── Dataset extract

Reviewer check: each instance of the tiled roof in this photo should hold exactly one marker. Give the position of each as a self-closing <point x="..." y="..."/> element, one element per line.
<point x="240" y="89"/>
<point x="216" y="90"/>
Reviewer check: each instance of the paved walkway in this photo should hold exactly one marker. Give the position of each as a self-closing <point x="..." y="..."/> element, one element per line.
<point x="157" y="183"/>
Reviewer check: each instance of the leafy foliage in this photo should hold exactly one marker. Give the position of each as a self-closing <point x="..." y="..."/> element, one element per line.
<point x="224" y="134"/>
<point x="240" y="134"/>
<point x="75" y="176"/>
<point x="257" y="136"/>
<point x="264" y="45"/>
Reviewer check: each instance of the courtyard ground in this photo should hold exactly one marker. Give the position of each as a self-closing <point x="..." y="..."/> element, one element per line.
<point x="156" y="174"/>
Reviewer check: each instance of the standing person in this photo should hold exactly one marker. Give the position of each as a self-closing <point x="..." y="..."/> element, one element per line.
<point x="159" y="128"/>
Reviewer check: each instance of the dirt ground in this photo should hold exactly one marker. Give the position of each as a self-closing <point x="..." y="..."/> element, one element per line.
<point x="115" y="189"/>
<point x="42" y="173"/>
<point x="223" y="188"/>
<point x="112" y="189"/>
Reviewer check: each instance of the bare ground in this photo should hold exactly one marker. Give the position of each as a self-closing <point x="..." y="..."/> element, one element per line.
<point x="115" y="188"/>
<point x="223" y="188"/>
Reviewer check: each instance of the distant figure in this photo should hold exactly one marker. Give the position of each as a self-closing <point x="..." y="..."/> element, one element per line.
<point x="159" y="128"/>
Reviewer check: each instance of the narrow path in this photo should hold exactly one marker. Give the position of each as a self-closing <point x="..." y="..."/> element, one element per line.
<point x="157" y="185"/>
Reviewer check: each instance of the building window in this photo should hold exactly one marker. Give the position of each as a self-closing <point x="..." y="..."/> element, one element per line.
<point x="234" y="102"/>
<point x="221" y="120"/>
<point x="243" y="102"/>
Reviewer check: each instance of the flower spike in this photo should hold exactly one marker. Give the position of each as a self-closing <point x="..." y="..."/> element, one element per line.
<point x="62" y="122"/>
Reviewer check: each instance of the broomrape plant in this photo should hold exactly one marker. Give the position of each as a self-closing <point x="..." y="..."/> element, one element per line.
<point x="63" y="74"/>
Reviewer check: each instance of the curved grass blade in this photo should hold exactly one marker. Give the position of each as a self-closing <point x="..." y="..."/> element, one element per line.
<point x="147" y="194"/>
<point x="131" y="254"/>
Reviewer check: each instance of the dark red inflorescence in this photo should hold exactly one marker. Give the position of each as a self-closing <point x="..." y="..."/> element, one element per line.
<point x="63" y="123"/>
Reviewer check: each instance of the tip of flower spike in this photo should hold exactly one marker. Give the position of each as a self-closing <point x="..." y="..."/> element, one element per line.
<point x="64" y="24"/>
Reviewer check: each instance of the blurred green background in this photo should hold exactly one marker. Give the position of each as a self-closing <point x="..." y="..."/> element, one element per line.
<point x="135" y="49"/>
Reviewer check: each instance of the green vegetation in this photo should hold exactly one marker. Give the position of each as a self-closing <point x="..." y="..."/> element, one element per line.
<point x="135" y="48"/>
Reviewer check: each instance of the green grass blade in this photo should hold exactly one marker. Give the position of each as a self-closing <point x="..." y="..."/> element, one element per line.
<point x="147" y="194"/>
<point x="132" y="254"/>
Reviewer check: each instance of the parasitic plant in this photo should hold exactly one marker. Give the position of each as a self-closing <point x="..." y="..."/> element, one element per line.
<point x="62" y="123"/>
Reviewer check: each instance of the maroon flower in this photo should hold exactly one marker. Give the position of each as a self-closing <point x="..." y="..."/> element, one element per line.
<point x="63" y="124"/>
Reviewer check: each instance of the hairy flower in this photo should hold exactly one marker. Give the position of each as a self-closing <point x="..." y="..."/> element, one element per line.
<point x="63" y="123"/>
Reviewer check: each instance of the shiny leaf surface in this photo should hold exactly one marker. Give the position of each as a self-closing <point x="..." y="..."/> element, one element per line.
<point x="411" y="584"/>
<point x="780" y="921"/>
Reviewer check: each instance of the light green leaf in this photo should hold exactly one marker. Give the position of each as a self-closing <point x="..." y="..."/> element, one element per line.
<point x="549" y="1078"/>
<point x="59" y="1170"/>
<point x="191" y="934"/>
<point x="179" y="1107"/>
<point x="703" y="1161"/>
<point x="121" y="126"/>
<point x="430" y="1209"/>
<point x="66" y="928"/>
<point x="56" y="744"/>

────

__Stated problem__. Copy out every one of the lines above word for word, changing nothing.

__Solution to this task__.
Reviewer check: each instance of the tiled roof in this photo should hold exactly one marker. Give the position of each as a self-closing <point x="..." y="..."/> element, one element per line.
<point x="240" y="89"/>
<point x="216" y="90"/>
Reviewer check: each instance of the paved walkway in this photo should hold exactly one marker. Give the position of each as a self-closing <point x="..." y="..."/> element, one element per line.
<point x="157" y="183"/>
Reviewer check: each instance of the leafy foliage in this photo should hold exactly one marker. Give the position of each as a self-closing <point x="..." y="..."/> element, one element per line.
<point x="224" y="134"/>
<point x="240" y="134"/>
<point x="75" y="176"/>
<point x="257" y="136"/>
<point x="264" y="45"/>
Reviewer check: each instance of the courtyard ground in this photo should hold exactly one marker. Give the position of each as a self-closing <point x="..." y="..."/> element, one element per line.
<point x="156" y="174"/>
Reviewer check: each instance of the standing person in this photo should hold exactly one marker. Give the position of each as a self-closing <point x="..." y="..."/> element, one element per line.
<point x="159" y="128"/>
Reviewer check: each instance of the dirt ground in this photo should hold exactly one marker. Give the position of each as a self-closing <point x="..." y="..."/> element, one element per line.
<point x="115" y="189"/>
<point x="42" y="173"/>
<point x="223" y="188"/>
<point x="112" y="189"/>
Reviewer check: each instance of the bare ground in this photo should hold exactly one marker. Give the position of each as a self-closing <point x="..." y="..."/> element, one element per line.
<point x="115" y="188"/>
<point x="223" y="188"/>
Reviewer check: each instance of the distant figure in this photo should hold exactly one marker. Give the position of each as a self-closing <point x="..." y="..."/> element, one element per line.
<point x="159" y="128"/>
Reviewer check: each instance of the narrow path in this photo should hold exactly one marker. Give the position of each as a self-closing <point x="..." y="..."/> element, one element per line.
<point x="157" y="185"/>
Reviewer check: each instance of the building window in this photo should hold exactly one marker. Give the position of each as a self-closing <point x="..." y="..."/> element, one element per line.
<point x="234" y="102"/>
<point x="221" y="120"/>
<point x="243" y="102"/>
Reviewer check: each instance of the flower spike in this photo should hold exactly one marker. Give the position of each as a self-closing <point x="..." y="..."/> element, one element per line.
<point x="62" y="122"/>
Reviewer check: each instance of the broomrape plant in this photo should hold exactly one marker. Give the position of each as a self-closing <point x="..." y="..."/> element, one element per line.
<point x="63" y="74"/>
Reviewer check: each instance of the curved grass blade in this photo should hold exactly one marker. Give the position of each as a self-closing <point x="..." y="..."/> element, one element per line.
<point x="147" y="194"/>
<point x="131" y="254"/>
Reviewer check: each instance of the dark red inflorescence in this photo should hold exactly one marker. Give the position of each as a self-closing <point x="..." y="..."/> element, one element per line.
<point x="63" y="123"/>
Reviewer check: each instance of the tip of flower spike in this photo should hold exactly one marker. Give the position of each as a self-closing <point x="..." y="..."/> element, one element per line.
<point x="64" y="24"/>
Reviewer check: each instance of the blurred green background in this photo should hold exactly one marker. Give the position of each as a self-closing <point x="..." y="..."/> element, one element per line.
<point x="135" y="49"/>
Reviewer check: each instance of the green vegetation in this photo should hold exactly one marker. Give the position of each as a self-closing <point x="..." y="..."/> element, one element per line.
<point x="135" y="48"/>
Reviewer check: each instance of the green grass blade in this photo should hold exactly one marker. Give the position of each as a self-closing <point x="..." y="..."/> element, one element per line.
<point x="147" y="194"/>
<point x="132" y="254"/>
Reviewer check: each instance of the parasitic plant in this photo should hold exactly one marker. Give the position of each as a self-closing <point x="..." y="..."/> element, one element per line.
<point x="62" y="123"/>
Reviewer check: each instance of the maroon flower in this photo should hold exactly one marker. Give the position of each as a self-closing <point x="..." y="..."/> element, one element per line.
<point x="63" y="124"/>
Reviewer check: each instance of the hairy flower in this photo should hold exactly one marker. Give the position of each as a self-closing <point x="..." y="..."/> element, one element per line.
<point x="63" y="123"/>
Reviewer check: each instance of the shiny leaf surface in this photo should hold exactly one marker. Give the position of each as a self-closing <point x="..." y="..."/> element, one element per line.
<point x="411" y="584"/>
<point x="780" y="921"/>
Reviewer check: each instance of the light green leaf in this photo should hold exactly one marker. Give the position of each as a self-closing <point x="..." y="..."/> element, one element per line.
<point x="549" y="1078"/>
<point x="59" y="1170"/>
<point x="191" y="934"/>
<point x="179" y="1107"/>
<point x="703" y="1161"/>
<point x="121" y="126"/>
<point x="430" y="1209"/>
<point x="66" y="928"/>
<point x="56" y="744"/>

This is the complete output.